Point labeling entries
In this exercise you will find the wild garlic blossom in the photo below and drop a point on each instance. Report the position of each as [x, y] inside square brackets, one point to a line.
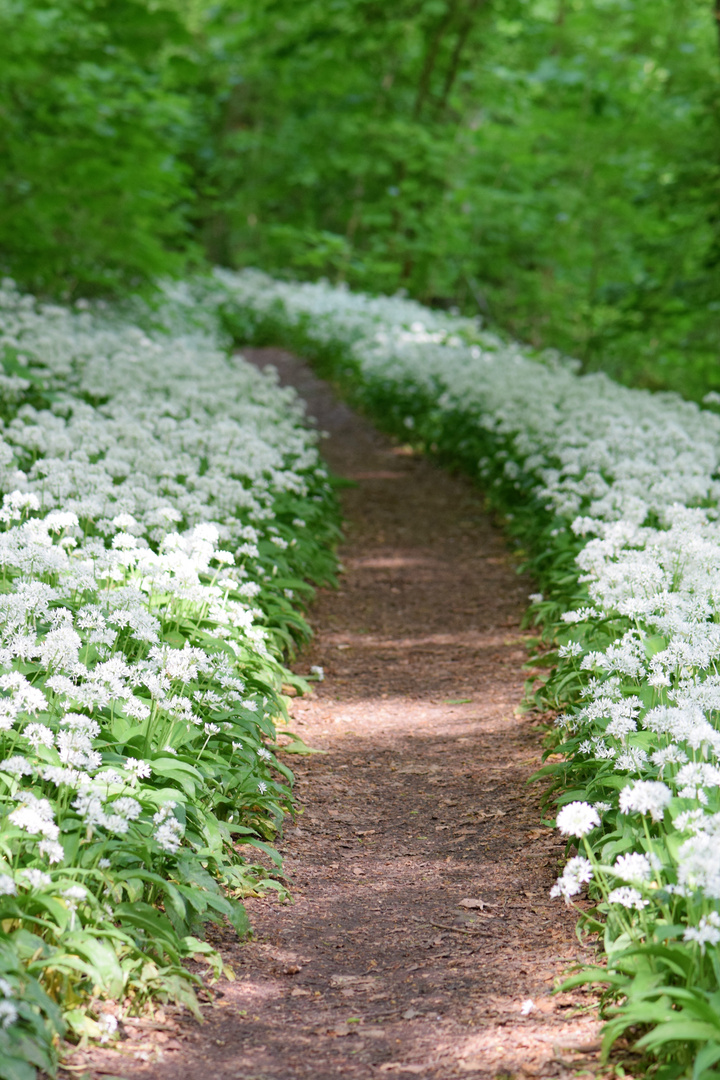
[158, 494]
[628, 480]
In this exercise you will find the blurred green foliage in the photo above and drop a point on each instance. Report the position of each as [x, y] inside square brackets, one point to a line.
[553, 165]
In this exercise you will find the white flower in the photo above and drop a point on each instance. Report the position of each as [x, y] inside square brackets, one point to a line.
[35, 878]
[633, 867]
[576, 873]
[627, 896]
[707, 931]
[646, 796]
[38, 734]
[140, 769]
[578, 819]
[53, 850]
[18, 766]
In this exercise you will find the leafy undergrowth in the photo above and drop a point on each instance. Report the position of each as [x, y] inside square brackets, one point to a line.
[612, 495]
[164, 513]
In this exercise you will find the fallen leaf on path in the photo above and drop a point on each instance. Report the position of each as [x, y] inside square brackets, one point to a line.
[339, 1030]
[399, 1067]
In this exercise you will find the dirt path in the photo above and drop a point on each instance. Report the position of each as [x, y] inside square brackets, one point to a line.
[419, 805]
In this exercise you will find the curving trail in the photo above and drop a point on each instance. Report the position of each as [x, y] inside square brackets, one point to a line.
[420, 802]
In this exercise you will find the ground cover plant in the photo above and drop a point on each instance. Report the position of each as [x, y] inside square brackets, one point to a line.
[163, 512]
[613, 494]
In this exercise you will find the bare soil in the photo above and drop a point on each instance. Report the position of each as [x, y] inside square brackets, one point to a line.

*Task requirements*: Recast the entries from the line containing "In this exercise you will find the ground" through the end of the entries as a Markdown table with the columns Row and Line. Number each row and leave out any blank lines.

*Problem solution*:
| Row | Line |
|---|---|
| 1 | In this exercise you will find the ground cover plant in the photo above and drop a point on each instance. Report the position of each as [x, y] inside square brackets, one point to a line. |
| 2 | [163, 512] |
| 3 | [613, 494] |
| 4 | In this exercise you will find the bare soil in the photo above and drop a point on each instance. Report the position of each as [x, y] inside square brackets, one point to a line. |